▶ **Page text**
WDCB (90.9 FM) is a public radio station broadcasting a jazz format, serving primarily the Chicago area, and beyond through its streaming audio. The station is licensed to and owned by College of DuPage, in Glen Ellyn, Illinois, United States, and mostly features live and locally hosted programming, along with select programs from NPR, PRX, and United Stations Radio Networks. Music from WDCB can be heard on CAN TV channel 42 in Chicago.

History
WDCB began broadcasting July 5, 1977 and was originally a part-time station, sharing time on the frequency with WEPS. The station's call sign stood for "DuPage Community Broadcasting". In its early years, the station aired classical, jazz, and folk music, College of DuPage courses, community affairs, and entertainment programming. The station began full-time operations in October 1987, after an agreement was reached for WEPS to move to a new frequency. Throughout the 1980s, WDCB was also used on the Cablevision of Downers Grove's Local/Public Access Channel.

[Records]

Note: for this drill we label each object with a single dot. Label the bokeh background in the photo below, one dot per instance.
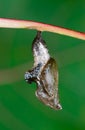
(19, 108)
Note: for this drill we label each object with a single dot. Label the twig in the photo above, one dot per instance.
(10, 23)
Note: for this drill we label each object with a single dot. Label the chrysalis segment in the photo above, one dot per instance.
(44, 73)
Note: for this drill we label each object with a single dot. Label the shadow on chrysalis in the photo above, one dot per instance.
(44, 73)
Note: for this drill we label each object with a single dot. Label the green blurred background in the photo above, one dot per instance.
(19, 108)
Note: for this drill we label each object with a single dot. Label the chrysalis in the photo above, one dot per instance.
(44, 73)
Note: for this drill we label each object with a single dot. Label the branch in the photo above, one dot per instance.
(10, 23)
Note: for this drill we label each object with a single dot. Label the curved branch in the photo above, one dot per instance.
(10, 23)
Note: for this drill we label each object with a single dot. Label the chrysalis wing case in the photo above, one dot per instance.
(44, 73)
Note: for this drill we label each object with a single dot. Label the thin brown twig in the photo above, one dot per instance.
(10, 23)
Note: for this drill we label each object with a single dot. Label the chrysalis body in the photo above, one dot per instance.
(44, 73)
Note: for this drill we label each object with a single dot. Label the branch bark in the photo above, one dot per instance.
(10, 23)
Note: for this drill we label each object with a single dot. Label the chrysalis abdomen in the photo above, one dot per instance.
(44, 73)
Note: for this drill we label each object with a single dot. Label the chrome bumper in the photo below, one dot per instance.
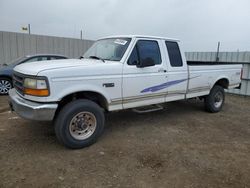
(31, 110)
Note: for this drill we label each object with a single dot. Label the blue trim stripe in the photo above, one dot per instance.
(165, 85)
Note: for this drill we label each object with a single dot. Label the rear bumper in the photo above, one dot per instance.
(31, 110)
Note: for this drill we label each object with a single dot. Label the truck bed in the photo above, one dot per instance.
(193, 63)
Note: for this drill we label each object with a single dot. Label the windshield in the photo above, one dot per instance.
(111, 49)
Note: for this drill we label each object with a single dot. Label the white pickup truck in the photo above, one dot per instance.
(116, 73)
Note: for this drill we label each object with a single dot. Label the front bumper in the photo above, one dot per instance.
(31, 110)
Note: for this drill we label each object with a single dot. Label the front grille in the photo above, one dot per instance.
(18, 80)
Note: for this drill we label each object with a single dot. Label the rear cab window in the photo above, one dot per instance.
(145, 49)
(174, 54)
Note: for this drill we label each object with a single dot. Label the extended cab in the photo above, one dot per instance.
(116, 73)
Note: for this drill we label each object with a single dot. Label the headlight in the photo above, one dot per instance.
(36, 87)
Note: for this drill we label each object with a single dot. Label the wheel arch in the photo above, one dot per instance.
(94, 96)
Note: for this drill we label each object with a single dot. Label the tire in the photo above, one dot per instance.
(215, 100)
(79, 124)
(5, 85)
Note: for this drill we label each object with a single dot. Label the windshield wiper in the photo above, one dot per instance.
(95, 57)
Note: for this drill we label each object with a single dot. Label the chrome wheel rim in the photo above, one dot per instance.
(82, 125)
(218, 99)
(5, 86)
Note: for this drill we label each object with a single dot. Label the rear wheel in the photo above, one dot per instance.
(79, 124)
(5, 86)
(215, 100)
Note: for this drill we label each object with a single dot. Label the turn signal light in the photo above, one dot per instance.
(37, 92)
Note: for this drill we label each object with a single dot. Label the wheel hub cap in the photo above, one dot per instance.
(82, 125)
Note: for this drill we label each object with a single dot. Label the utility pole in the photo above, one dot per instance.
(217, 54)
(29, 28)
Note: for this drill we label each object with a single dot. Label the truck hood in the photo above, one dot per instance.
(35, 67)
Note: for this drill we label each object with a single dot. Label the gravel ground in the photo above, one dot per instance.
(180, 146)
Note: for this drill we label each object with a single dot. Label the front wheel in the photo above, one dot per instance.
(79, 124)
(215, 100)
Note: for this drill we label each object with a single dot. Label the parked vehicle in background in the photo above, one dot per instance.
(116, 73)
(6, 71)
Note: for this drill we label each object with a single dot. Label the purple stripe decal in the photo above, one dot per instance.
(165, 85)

---

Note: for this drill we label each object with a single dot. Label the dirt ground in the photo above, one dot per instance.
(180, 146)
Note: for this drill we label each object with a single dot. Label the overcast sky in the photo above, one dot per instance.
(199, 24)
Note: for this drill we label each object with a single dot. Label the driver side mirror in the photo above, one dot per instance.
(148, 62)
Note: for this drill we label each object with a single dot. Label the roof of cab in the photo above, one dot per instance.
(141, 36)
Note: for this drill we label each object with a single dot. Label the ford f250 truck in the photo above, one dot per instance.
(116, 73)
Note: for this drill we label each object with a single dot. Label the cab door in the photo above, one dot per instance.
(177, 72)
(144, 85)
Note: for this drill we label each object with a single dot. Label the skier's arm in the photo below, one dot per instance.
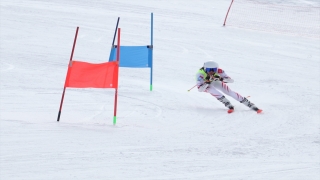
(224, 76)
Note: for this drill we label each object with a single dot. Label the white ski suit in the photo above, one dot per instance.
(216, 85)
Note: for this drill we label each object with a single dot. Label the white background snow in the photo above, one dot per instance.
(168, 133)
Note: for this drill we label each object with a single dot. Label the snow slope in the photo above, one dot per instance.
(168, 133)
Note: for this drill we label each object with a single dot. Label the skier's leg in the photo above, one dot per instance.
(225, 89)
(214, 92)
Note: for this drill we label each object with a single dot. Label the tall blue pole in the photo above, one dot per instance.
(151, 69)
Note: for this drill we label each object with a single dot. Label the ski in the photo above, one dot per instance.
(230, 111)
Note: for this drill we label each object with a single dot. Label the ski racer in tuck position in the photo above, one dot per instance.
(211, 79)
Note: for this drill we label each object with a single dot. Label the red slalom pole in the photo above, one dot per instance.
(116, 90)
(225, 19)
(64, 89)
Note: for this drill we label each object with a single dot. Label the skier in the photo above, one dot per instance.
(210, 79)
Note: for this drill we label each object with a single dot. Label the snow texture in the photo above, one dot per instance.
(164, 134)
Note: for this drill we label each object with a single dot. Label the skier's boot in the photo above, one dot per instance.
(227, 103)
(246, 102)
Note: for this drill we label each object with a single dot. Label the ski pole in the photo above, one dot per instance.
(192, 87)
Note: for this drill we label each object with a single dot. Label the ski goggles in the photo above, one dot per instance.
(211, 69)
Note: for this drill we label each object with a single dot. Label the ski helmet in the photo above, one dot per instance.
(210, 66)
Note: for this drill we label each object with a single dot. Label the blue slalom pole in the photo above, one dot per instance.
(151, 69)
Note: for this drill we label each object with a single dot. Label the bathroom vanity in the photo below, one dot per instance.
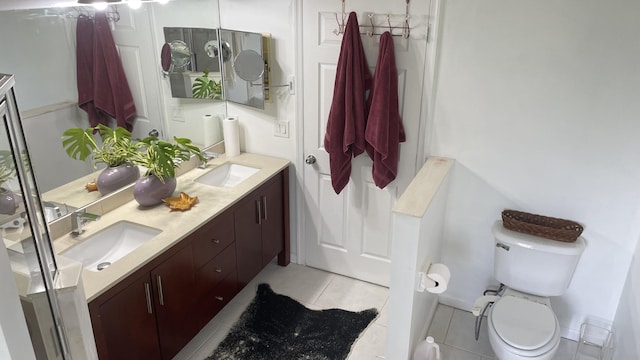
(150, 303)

▶ **Required work**
1) Retype the WDCB text word for word, starting with "WDCB (90.9 FM)" and going on through "42 in Chicago.".
2) Summarize the WDCB text in two sentences.
The records have no connection to the WDCB text.

▶ **Results of the tasks**
1)
WDCB (90.9 FM) is a public radio station broadcasting a jazz format, serving primarily the Chicago area, and beyond through its streaming audio. The station is licensed to and owned by College of DuPage, in Glen Ellyn, Illinois, United States, and mostly features live and locally hosted programming, along with select programs from NPR, PRX, and United Stations Radio Networks. Music from WDCB can be heard on CAN TV channel 42 in Chicago.

2) WDCB (90.9 FM) is a public jazz station licensed to and owned by College of DuPage in Glen Ellyn, Illinois, serving mainly the Chicago area and reaching beyond it through streaming, with mostly live, locally hosted programming plus select NPR, PRX, and United Stations Radio Networks programs. It began broadcasting on July 5, 1977 as a part-time station sharing its frequency with WEPS, and it went full-time in October 1987 after an agreement moved WEPS to a new frequency.